* Exercise materials
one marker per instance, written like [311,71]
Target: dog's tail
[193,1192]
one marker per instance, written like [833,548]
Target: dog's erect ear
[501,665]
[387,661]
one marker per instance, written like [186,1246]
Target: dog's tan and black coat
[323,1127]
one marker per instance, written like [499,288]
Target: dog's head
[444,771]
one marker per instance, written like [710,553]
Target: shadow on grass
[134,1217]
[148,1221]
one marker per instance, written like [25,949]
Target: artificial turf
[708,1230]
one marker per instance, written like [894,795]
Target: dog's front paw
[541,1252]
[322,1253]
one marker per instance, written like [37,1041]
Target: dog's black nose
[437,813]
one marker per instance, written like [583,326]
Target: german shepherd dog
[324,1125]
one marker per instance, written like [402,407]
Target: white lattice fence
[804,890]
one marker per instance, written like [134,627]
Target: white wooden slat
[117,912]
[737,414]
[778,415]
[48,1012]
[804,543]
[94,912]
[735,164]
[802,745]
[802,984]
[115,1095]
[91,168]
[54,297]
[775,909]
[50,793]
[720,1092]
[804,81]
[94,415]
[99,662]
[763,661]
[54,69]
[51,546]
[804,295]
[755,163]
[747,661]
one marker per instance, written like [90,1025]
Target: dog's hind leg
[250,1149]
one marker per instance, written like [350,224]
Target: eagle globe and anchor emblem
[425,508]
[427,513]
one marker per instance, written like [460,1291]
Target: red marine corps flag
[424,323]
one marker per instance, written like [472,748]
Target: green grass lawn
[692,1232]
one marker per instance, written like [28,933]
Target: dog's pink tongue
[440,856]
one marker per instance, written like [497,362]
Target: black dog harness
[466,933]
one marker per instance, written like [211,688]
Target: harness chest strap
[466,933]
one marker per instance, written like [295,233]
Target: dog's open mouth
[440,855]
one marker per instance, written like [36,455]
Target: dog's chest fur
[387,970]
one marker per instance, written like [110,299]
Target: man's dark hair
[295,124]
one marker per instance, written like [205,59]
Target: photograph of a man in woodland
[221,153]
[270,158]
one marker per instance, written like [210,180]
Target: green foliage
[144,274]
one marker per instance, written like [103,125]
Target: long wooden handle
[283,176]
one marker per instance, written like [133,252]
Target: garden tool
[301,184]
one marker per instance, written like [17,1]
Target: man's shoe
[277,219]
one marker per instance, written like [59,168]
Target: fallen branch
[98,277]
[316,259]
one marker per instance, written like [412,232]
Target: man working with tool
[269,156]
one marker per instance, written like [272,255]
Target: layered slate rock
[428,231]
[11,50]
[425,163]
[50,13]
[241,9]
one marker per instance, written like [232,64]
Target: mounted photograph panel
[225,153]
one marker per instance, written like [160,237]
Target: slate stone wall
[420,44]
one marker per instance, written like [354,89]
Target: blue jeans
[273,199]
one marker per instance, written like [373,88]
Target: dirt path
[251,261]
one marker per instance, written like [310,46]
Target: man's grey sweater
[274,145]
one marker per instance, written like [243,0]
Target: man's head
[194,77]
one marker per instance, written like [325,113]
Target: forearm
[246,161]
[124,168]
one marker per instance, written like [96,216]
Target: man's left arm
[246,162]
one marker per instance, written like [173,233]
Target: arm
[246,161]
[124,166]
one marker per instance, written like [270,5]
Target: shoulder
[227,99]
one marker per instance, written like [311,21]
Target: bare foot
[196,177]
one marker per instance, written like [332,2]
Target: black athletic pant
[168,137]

* Prompt
Give the complete listing a second time, exactly as it reads.

* Worked answer
one marker per instance, written like [311,71]
Target: dog's tail
[193,1192]
one marker per instance, written like [833,548]
Target: dog's erect ear
[501,665]
[387,661]
one marker per instance, written like [186,1246]
Target: dog's tan and black coat
[323,1127]
one marker per instance, written like [499,288]
Target: dog's head
[444,771]
one marker per instance, written like [710,553]
Target: shadow on grass
[134,1217]
[148,1221]
one marker per instance, written like [25,949]
Target: artificial turf
[708,1230]
one marker per instance, written like [894,795]
Target: dog's front paw
[541,1252]
[322,1253]
one marker per instance, written like [37,1041]
Target: dog's black nose
[437,813]
one marker per instance, written like [583,326]
Target: german shepherd dog
[324,1125]
one marker per instance, written like [402,407]
Target: white lattice fence
[804,890]
one marker per instance, written like [134,627]
Target: white wooden slat
[117,912]
[737,414]
[778,415]
[48,1012]
[804,543]
[94,912]
[735,164]
[802,745]
[802,984]
[115,1095]
[91,168]
[54,297]
[775,909]
[50,793]
[720,1092]
[804,81]
[94,415]
[99,662]
[763,661]
[54,69]
[51,546]
[804,295]
[755,163]
[747,661]
one marker per instance, written like [90,1025]
Target: dog's hind leg
[250,1149]
one marker per instance, written like [350,224]
Target: eagle globe and anchor emblem
[425,508]
[427,513]
one marker per instance, written like [460,1291]
Target: red marine corps flag
[424,323]
one marker per instance, written like [472,748]
Target: green grass lawn
[692,1232]
one marker per instance, written like [28,933]
Target: dog's pink tongue
[440,856]
one marker per instance, written like [497,362]
Target: black dog harness
[466,933]
one marker per instance, written like [211,688]
Target: harness chest strap
[466,933]
one marker per instance, written like [295,233]
Target: dog's open mouth
[440,855]
one marker per instance, written like [36,455]
Target: dog's chest fur
[387,970]
one marker per instance, written like [110,299]
Target: man's dark hair
[295,124]
one marker per instance, written like [205,59]
Target: photograph of a man in woodland
[221,153]
[270,158]
one marker per instance, written like [210,180]
Target: green foliage
[144,274]
one marker per instance, written like [103,125]
Target: long wooden handle
[283,176]
one marker per instance, written like [133,252]
Target: garden tool
[301,184]
one marker per instance, written like [17,1]
Target: man's shoe
[277,219]
one marker per instance, written like [59,168]
Target: fallen branch
[98,277]
[316,259]
one marker per instance, written like [412,232]
Target: man working with tool
[269,156]
one marker per instance, written like [272,255]
Target: layered slate rock
[428,231]
[11,50]
[425,163]
[50,13]
[241,9]
one marker per instance, written like [232,64]
Target: mounted photograph panel
[225,153]
one marker per instance, written like [160,237]
Target: slate stone wall
[420,44]
one marker per instance, written like [354,89]
Target: blue jeans
[273,199]
one marker per instance, written like [373,88]
Target: dirt path
[251,261]
one marker per instance, written like [310,46]
Target: man's grey sweater
[274,145]
one marker per instance, written like [243,0]
Target: man's head
[194,77]
one marker per instance, written like [325,113]
Target: forearm
[246,161]
[124,168]
one marker per instance, written like [96,216]
Target: man's left arm
[246,162]
one marker per instance, written like [173,233]
Target: arm
[246,161]
[124,166]
one marker per instance, written like [270,5]
Target: shoulder
[227,99]
one marker per instance, written like [311,21]
Target: bare foot
[196,177]
one marker per instance, written like [332,2]
Target: black athletic pant
[168,137]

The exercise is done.